▸ Extrait choisi:
★ ★ ★
2Si l’histoire du mot classe est longue, elle n’en reste pas moins relativement récente. Alors que la notion d'ordre, longtemps utilisée pour subdiviser l’espace social, relève plutôt d'une division hiérarchique naturalisant les inégalités, le développement du vocable de classe, dans la seconde moitié du XVIIIe siècle, permet de penser une division basée sur des dynamiques politiques de production des richesses et de mieux saisir l’essor du capitalisme industriel. Dans un premier temps, la bourgeoisie française tente, après la révolution de 1789, de s’emparer du terme pour construire son opposition symbolique à l’aristocratie en tant que « classe productive et commerciale » (p. 10). Mais c’est Marx qui, en lui donnant un sens fonctionnel et antagoniste, popularisera l’idée d’une « lutte des classes » en tant que moteur de l’Histoire. La classe se teinte dès lors d’une portée révolutionnaire et devient constitutive d’un groupe qui doit, selon Marx, mettre fin à l’exploitation de l’homme par l’homme : la classe ouvrière. Étienne Penissat avance que c’est l’apparition et le processus de formation de cette classe ouvrière prenant conscience d’elle-même qui est fondateur de la portée historique du vocable de classe. « Ce langage accompagne l'unification de groupes sociaux divers et leur constitution en sujets politiques » (p. 19). Le processus est double : il se fait par différenciation face à l’exploitation de la bourgeoisie et par regroupement autour d'une culture populaire commune devenant force politique. Jusqu’à présent, les divers groupes ouvriers étaient surtout décrits négativement, par le haut et par leurs attributs de pauvreté et de misère. Avec la révolution industrielle, les ouvrières et les ouvriers s’autodéterminent progressivement en tant que « classe la plus utile » et deviennent ainsi « la classe pivot autour de laquelle s’élabore le langage des classes » (p. 22).
3Une contre-offensive sémantique viendra, notamment, de l’utilisation progressive du mot « patron » dans la seconde moitié du XIXe siècle. Ce mot, qui renvoie à la figure morale du chef de famille « pater », participe d’une tentative de lissage et de dépolitisation des rôles socio-économiques. L’association entre rapports de classes et rapports familiaux tend en effet à renaturaliser les inégalités afin de limiter la politisation permise par l’utilisation du vocable de classe. Pour autant, l’hégémonie de ce vocable se maintiendra jusqu’à son « âge d’or », durant les Trente Glorieuses, entre 1945 et 1960. Les liens du patronat français avec l’occupant nazi laisseront, pendant cette période d’après-guerre, une plus grande liberté politique à la gauche constituée autour du Front populaire. Alors que le début du XXe siècle prépare cette consécration en renforçant les registres d’action de la classe ouvrière autour des syndicats, des manifestations et des grèves massives (notamment dans les années 1930), l’après-guerre institutionnalise la lutte des classes pour la transformer en « compromis de classe » (p. 38). La conquête des conventions collectives traduit dans le droit la représentation classiste du monde du travail, le Parti communiste français (PCF) devient le premier parti de France, le marxisme s’académise dans les universités, l’État planificateur administre l’économie et, ce faisant, nationalise les relations entre les classes autour d’un compromis productif basé sur la promesse d’une croissance sans limites : la classe ouvrière devient moteur d’un « capitalisme national » (p. 39).
★ ★ ★
▸ À faire:
A - D'après l'extrait sur le mot « classe », quelle période correspond à l'« âge d'or » de ce vocable ?
B - Poursuivez, s'il vous plaît, l'extrait sur le mot « classe » en reprenant après sa dernière phrase.
Les données ci-dessous forment un ensemble distinct de l'extrait sur le mot « classe ».

▸ Données extraites:
★ ★ ★
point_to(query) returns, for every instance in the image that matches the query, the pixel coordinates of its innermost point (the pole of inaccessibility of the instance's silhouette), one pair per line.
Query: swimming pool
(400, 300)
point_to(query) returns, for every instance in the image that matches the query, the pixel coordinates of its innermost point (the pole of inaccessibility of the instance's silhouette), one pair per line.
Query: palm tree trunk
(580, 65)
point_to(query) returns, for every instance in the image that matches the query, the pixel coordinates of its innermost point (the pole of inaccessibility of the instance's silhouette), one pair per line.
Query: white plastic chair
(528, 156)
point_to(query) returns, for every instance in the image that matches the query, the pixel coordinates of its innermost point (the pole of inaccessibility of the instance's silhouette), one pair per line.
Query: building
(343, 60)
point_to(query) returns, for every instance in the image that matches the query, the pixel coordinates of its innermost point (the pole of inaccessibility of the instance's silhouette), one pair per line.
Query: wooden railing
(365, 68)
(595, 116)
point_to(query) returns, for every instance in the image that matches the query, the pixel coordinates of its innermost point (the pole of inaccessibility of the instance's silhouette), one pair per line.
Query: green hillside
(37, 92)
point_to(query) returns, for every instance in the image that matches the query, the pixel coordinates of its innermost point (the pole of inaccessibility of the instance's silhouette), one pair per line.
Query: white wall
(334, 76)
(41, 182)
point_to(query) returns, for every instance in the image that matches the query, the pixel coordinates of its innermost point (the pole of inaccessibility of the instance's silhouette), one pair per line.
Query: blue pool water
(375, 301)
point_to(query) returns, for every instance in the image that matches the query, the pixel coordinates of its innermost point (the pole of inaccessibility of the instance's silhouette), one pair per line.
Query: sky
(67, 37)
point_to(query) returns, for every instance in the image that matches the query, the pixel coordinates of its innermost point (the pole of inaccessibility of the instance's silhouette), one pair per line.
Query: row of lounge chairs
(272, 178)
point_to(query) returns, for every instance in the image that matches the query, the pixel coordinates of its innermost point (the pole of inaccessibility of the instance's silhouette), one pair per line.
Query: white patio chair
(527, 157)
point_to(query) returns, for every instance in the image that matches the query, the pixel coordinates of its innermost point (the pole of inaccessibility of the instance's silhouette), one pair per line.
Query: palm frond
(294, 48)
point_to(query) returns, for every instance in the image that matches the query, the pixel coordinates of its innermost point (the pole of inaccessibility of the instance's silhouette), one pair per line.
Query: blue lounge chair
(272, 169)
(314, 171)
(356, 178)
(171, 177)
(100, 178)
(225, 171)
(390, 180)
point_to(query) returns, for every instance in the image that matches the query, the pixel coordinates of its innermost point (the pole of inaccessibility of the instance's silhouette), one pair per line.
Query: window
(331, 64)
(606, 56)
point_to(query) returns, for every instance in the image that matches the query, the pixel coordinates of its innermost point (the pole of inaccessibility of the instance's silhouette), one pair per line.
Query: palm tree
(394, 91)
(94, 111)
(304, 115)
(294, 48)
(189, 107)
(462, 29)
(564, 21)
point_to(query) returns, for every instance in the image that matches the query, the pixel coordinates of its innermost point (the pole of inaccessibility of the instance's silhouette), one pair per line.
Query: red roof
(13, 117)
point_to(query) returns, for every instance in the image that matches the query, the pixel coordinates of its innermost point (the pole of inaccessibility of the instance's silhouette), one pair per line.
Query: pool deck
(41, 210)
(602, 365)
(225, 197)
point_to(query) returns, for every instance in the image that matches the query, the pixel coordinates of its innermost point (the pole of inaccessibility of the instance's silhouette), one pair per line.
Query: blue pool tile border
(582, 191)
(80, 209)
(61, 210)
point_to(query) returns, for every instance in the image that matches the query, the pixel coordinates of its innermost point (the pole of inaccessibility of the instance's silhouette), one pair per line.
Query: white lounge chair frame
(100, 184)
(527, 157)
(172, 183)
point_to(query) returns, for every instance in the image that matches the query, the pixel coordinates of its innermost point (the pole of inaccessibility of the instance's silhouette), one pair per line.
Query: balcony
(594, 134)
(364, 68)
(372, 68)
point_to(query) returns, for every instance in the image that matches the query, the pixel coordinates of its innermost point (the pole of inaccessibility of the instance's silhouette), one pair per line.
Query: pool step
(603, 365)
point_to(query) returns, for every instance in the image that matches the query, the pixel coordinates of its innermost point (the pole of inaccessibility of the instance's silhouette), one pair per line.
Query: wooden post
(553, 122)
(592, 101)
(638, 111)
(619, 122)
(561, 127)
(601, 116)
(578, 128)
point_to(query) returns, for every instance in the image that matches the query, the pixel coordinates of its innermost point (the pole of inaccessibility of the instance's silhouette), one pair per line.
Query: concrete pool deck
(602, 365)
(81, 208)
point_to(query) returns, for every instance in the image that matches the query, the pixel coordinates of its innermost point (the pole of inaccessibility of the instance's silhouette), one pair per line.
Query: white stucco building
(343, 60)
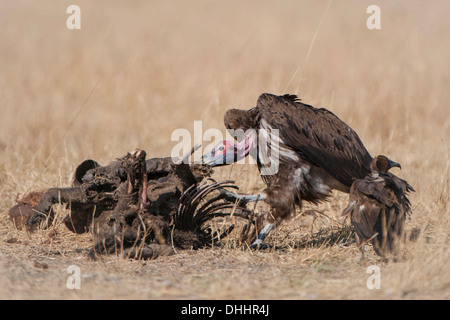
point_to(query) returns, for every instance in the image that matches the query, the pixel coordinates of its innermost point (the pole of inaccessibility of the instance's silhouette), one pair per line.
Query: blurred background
★ ★ ★
▸ Résultats par tâche:
A - Les Trente Glorieuses, entre 1945 et 1960.

B -
- 1 Friot Bernard et Lordon Frédéric, En travail. Conversation sur le communisme, Paris, La Dispute, 20 (...)
4Parallèlement à la construction des « institutions du salariat » chères à l’économiste Bernard Friot en tant qu’éléments d'un communisme déjà-là1, ce sont donc paradoxalement les prémices d’un capitalisme libéralisé qui se dessinent avec l’institutionnalisation de la lutte des classes. La conflictualité sociale ne disparait pas, mais cette institutionnalisation des rapports de classe esquisse sa « défaite » sémantique à partir des années 1970. Déjà, l’auteur note que l’avènement de l’utilisation des catégories socio-professionnelles (CSP), produites par l’INSEE dès 1954, « transforme le langage des classes en classement d’État » (p. 38). Le langage n’est alors plus produit par les dominé·es eux-mêmes. Par ailleurs, différents phénomènes socio-économiques mettent à mal l’unité de la classe ouvrière : tertiairisation de l’économie, éclatement des formes d'emploi, féminisation du travail, accès à la société de consommation et à la propriété du logement, massification scolaire, etc. Autant de changements participant de la dilution du monde ouvrier, alors que la période est au libéralisme économique et à la mondialisation. C’est l’avènement de la « classe moyenne » qui n’a de classe unifiée que le nom et qui va participer du détricotage progressif du concept. Le vocable de classe s’érode, la figure ouvrière se « ringardise » et la gauche électoraliste laisse progressivement de côté le référentiel de la lutte des classes pour accepter une vision déconflictualisée du monde social promue par le libéralisme. Enfin, Étienne Penissat montre que si, durant cette période, les sciences sociales critiques ne cessent de complexifier la vision du monde social – notamment grâce aux apports de Bourdieu, qui cherche à ne pas réduire la classe à la seule position dans les rapports de production –, le marxisme académique est progressivement marginalisé, tout comme, plus généralement, l’utilisation du vocable de classe. Sa force sémantique paraît, dans l’analyse d’Étienne Penissat, suivre une courbe de Gauss : montée en puissance progressive, âge d’or, puis décadence. Cependant, l’ouvrage montre aussi que l’histoire du concept est toujours en train de s’écrire.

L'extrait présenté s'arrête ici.